* Tekstfragment *

+++++

Ook bij dit verhaal denkt men dat het niet om hem gaat. Maar als dit stukje verwoord zou zijn in bijvoorbeeld een vertellers- perspectief, zou het niet zo overkomen als het hier nu wel doet.



4. Tijd en volgorde:

Het boek speelt zich af in het heden. Het is moeilijk te zeggen hoe je dat weet. Er worden technische hulpmiddelen van het ziekenhuis beschreven. Zoals: “We leerden bepaalde piepjes te negeren en wisten feilloos diverse infusen en sondes te onderscheiden.” (blz. 12)

Maar ook andere alledaagse dingen zoals auto’s en vliegtuigen kom je tegen. Aan kleine dingen merk je dat het verhaal zich in het heden afspeelt. Maar je weet ook dat het een biografisch verhaal is en achterin het boek staat wanneer het geschreven is. (In 2002 en 2003)

Het verhaal wordt niet chronologisch verteld. In vrijwel het begin wordt verteld dat het kindje ziek is, daarna wordt pas verteld hoe hij zich voelde toen hij vader werd. Hij vertelt steeds stukjes over wat er gebeurd is, maar ondertussen vertelt hij er andere dingen naast, hij zich voelt of voelde, wat hij denkt of dacht. Het is eigenlijk steeds om de beurt. In het ene hoofdstukje vertelt hij wat er letterlijk gebeurd is, in het volgende hoofdstukje wordt verteld worden gedachten en gevoelens verteld.

Dat zie je bijvoorbeeld aan het hoofdstukje “Pietà” en “Haar naam”. In het eerste wordt verteld hoe zijn vrouw het kinderlijkje waste en kleding aan deed. In het volgende wordt verteld over de naam van zijn dochtertje en hoe hij het merkt dat hij haar zo ontzettend mist.



5. Verhaalruimte:

Het verhaal speelt zich af in het huis van de ouders en in het ziekenhuis waar Isa verbleef.

Twee beschrijvingen van plaatsen waar het verhaal zich afspeelt:



“We werden er tegen het eind van de dag ontboden. Ik wist als jongen al dat het weinig goeds voorspelde. Het kantoortje. Daar zat dan achter een bureau een volwassene, grijs en vlezig, louter boven me gesteld om me te straffen.” (blz. 73)



Hieruit blijkt ook al dat de sfeer in het ziekenhuis somber en onprettig was.



“Vandaag een schutting geplaatst. Al wonen we op het dak van de stad, hoog boven het Dal der Mieren, er zijn altijd koppen, bekken, smoelen. God, wat haat ik de mensen. Kst! Vort! In ieder geval heb ik in onze afgezonderde tuin hierboven de bloesem afgeknipt, de knoppen gesnoeid, ik moet toch iets, het kan toch niet doorgaan alsof er niks is veranderd?” (blz. 7)

+++++

Opgeslagen rijen:
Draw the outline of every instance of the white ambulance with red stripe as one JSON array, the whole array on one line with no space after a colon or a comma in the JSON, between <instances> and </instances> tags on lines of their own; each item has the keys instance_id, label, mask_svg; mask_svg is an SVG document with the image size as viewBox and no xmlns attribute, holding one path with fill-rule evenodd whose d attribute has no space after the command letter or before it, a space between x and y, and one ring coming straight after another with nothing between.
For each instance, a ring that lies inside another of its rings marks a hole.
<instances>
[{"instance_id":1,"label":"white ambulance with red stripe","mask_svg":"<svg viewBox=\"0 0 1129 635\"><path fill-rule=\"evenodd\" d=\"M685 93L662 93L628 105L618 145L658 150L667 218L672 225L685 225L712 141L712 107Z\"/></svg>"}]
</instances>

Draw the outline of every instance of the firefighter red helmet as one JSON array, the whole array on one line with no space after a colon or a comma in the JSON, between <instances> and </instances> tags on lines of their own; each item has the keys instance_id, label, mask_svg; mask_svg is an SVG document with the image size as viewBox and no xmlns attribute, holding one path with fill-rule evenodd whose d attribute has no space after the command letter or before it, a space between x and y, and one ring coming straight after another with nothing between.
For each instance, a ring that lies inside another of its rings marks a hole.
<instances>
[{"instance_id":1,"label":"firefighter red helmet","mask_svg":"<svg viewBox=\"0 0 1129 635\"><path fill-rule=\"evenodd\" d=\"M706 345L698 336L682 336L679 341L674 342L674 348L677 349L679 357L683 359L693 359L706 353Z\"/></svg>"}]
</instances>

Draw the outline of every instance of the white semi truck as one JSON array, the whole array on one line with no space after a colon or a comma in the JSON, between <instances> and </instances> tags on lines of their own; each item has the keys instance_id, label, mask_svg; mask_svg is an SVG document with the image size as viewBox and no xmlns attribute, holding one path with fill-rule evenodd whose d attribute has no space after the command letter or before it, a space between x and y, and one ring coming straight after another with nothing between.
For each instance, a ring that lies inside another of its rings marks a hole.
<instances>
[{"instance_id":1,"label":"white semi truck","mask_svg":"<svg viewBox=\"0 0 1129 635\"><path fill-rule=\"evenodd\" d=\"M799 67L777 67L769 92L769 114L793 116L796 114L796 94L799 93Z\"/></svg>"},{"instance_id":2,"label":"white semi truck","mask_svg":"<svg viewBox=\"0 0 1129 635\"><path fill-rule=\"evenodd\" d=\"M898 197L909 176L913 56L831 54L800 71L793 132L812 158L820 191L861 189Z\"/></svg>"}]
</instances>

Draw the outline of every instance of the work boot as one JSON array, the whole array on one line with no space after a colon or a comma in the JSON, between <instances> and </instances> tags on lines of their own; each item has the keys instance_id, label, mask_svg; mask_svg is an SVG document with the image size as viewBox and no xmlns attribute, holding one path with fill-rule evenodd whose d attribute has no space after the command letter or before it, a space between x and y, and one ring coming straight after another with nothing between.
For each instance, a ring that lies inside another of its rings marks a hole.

+++++

* Opdrachten *
**1)** Leg in één tot drie zinnen uit waarom het leesverslag stelt dat het boek zich in het heden afspeelt.
**2)** Herschrijf de alinea uit het leesverslag die begint met "Het verhaal wordt niet chronologisch verteld" als een beknopte opsomming met de belangrijkste feiten.
**3)** Ga verder met het leesverslag over het boek, direct na het citaat van blz. 7 waarmee het eindigt.

* Antwoorden per opdracht *
**1)** Het boek beschrijft technische hulpmiddelen van het ziekenhuis, zoals piepjes, infusen en sondes, en alledaagse dingen als auto's en vliegtuigen. Bovendien is het een biografisch verhaal, en achterin het boek staat dat het in 2002 en 2003 geschreven is.

**2)**
- Het verhaal wordt niet chronologisch verteld.
- Vrijwel aan het begin blijkt dat het kindje ziek is. Pas daarna vertelt de verteller hoe hij zich voelde toen hij vader werd.
- Stukjes over wat er gebeurd is, wisselen af met wat hij voelt of voelde en wat hij denkt of dacht.
- Per hoofdstukje gaat het om de beurt over de letterlijke gebeurtenissen of over gedachten en gevoelens.

**3)**
6. Personages:

Er wordt in het boek niet heel veel verteld over de personages.

Het belangrijkste personage in het boek is de schrijver zelf: P.F. Thomése. Er wordt dus ook niet veel over hem zelf verteld. Alleen dat hij voor de geboorte van zijn dochter en voor de komst van zijn vriendin een nogal egoïstisch en uitzichtloos leven leidde en hoe dat voor hem veranderde toen deze twee in zijn leven kwamen.



“Zeker ben ik ook een man, een jongen, een jongeman geweest die nooit van zijn leven kinderen wilde, die het gezin een gevangenis vond en die niet begreep dat iemand zijn leven ‘deelde’(door twee personen, door drie, door vier, tot er weinig meer van overbleef). Het was het soort cynisme dat voor de empirie uit rent, een uitbundig negativisme dat zijn ontkenningen nodig heeft om zich tegen de vloed aan keuzes te kunnen keren. Hoe kon ik weren hoe het was om een kind te hebben? Heel lang heb ik vastgehouden aan mijn zogeheten vrijheid, die de vrijheid is om in alle situaties aan het begin te blijven staan en de indruk te behouden dat ik nog alle kanten opkan.”



Verder merk je dat dit verlies hem totaal van de kaart heeft geveegd. Hij probeert er weer een beetje op te komen, maar dat gaat moeilijk.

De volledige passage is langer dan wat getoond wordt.